§ Tujuan a
Tolong tulis ulang baris-baris daftar mulai dari baris yang memuat "the photo below." sampai dengan baris yang memuat "Target: woman's shoulder", lalu ganti "single dot" dengan "single point" tanpa mengubah bagian lain. Gambarnya jangan disertakan dalam jawaban.

Menurut Jusuf Rizal civil disobedience adalah satu bentuk protes warga negara terhadap pemerintahnya. Dimana masyarakat secara sengaja melanggar hukum/aturan dan menolak perintah.

Jusuf Rizal menyontohkan bentuk-bentuk pembangkangan sipil, diantaranya yang paling lunak adalah dengan menolak membayar pajak, tidak mau bayar listrik, bayar PBB, BPJS, dll. Cara lain lebih keras dengan sengaja mogok kerja, vandalisme ruang publik, memboikot dan mensabotase program-program pemerintah.

"Ini merupakan bentuk perlawanan “tanpa kekerasan” (non-violence). Dalam pembangkangan sipil, masyarakat menerima konsekuensi untuk ditahan dan dipenjarakan ketika melanggar hukum. Pembangkang juga tidak melawan ketika ditangkap," jelas Jusuf Rizal.

Jika terjadi pembangkangan cukup luas, lanjut Jusuf Rizal, maka pemerintah akan dihadapkan pada dua pilihan, apakah akan memenuhi tuntutan masyarakat atau memenjarakan sebanyak mungkin orang.

"Jika yang dipilih pemerintah adalah memenjarakan rakyat, maka dipastikan ruang penjara di Indonesia tidak akan cukup,” tegas Jusuf Rizal yang merupakan penggagas berdirinya Partai Parsindo (Partai Swara Rakyat Indonesia) yang kini mewadahi aspirasi dan politik Para Pekerja dan Buruh.

§ Data Tersedia
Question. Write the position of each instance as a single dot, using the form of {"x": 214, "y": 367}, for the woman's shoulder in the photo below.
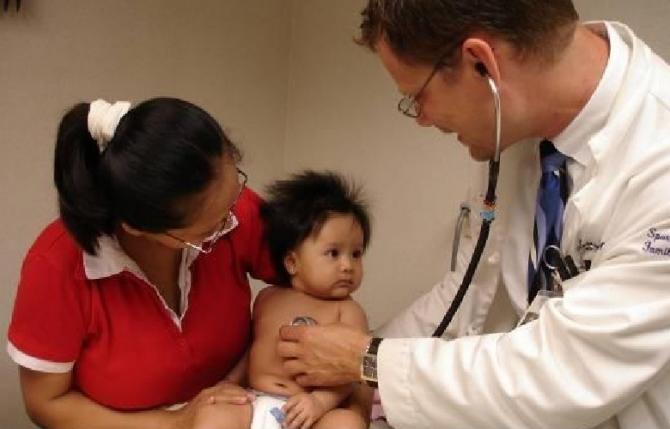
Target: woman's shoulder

* * *

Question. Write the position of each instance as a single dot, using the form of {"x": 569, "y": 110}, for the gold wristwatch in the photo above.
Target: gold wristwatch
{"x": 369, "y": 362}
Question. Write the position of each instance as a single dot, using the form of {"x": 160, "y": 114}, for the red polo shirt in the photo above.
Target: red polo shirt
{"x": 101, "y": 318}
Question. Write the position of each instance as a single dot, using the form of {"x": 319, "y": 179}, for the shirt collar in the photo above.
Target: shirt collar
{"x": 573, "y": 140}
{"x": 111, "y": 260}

---

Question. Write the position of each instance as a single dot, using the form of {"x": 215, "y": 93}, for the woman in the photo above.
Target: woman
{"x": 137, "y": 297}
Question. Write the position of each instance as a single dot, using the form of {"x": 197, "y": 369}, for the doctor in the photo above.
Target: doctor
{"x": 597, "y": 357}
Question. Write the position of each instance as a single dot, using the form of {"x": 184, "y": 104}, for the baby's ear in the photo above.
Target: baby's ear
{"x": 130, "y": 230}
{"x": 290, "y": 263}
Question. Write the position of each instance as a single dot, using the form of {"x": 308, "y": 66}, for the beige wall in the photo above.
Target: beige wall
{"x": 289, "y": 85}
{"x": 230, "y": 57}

§ Tujuan b
Tentukan apakah tiap pernyataan berikut sesuai dengan teks tentang pembangkangan sipil, dengan jawaban ya atau tidak beserta kutipan persis dari teks yang menjadi dasarnya: (i) Menolak membayar pajak disebut sebagai salah satu bentuk pembangkangan sipil yang paling lunak. (ii) Pembangkang melawan ketika ditangkap. (iii) Jusuf Rizal merupakan penggagas berdirinya Partai Parsindo.

§ Contoh Jawaban a
Question. Write the position of each instance as a single point, using the form of {"x": 214, "y": 367}, for the woman's shoulder in the photo below.
Target: woman's shoulder

§ Contoh Jawaban b
(i) Ya: "diantaranya yang paling lunak adalah dengan menolak membayar pajak"
(ii) Tidak: "Pembangkang juga tidak melawan ketika ditangkap"
(iii) Ya: "Jusuf Rizal yang merupakan penggagas berdirinya Partai Parsindo"